**DATA EXCERPTS**
◇ ◇ ◇

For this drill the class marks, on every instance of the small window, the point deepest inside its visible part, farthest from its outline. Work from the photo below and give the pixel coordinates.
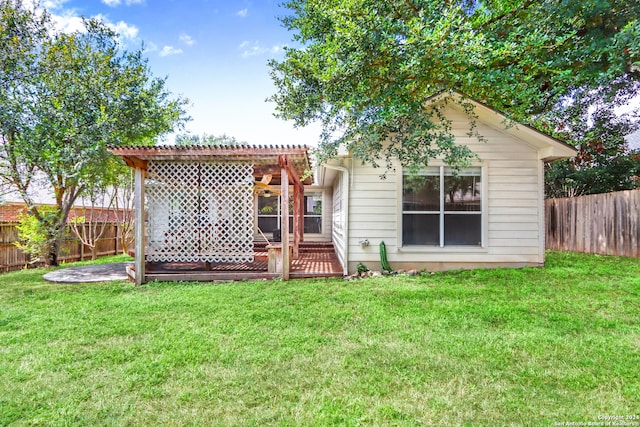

◇ ◇ ◇

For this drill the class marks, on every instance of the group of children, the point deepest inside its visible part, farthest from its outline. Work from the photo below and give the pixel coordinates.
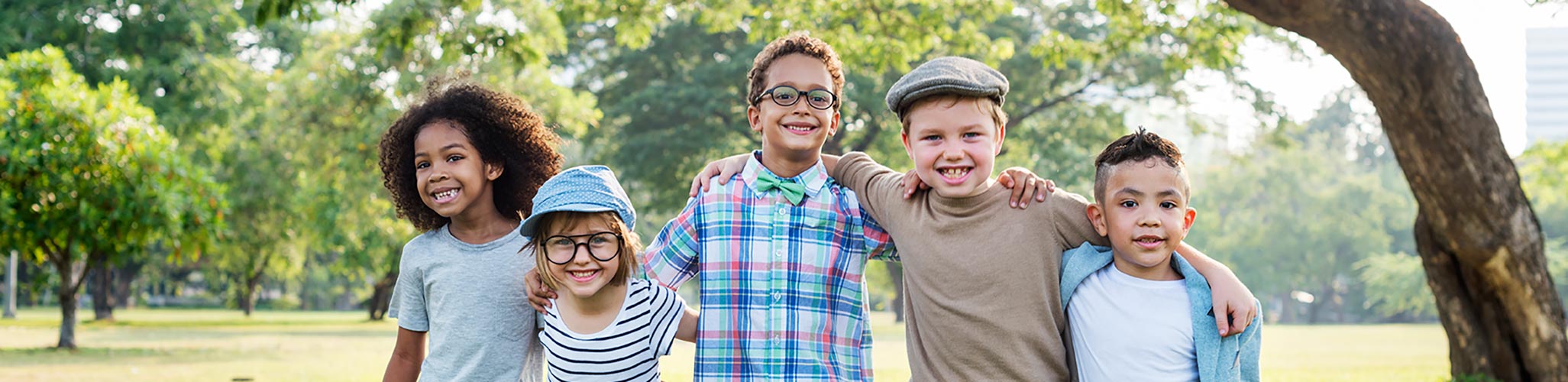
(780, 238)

◇ ◇ ◇

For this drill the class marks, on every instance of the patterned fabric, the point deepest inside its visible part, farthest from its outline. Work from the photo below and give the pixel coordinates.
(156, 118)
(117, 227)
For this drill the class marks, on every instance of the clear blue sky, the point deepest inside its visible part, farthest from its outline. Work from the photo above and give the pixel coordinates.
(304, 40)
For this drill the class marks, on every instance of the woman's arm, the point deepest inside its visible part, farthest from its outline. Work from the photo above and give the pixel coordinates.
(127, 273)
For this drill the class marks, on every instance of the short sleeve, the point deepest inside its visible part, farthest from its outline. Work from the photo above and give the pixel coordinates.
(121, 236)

◇ ◇ ◇

**EXERCISE GOAL**
Locate each line in the items above that contains the word "patterned" and copy those lines out. Matches are case-sensitive.

**OUTPUT**
For this drill the class marks, on every instance of the patterned fabric, the point deepest inside its visible part, farthest from its outline. Work from the photo below and give the pixel coordinates.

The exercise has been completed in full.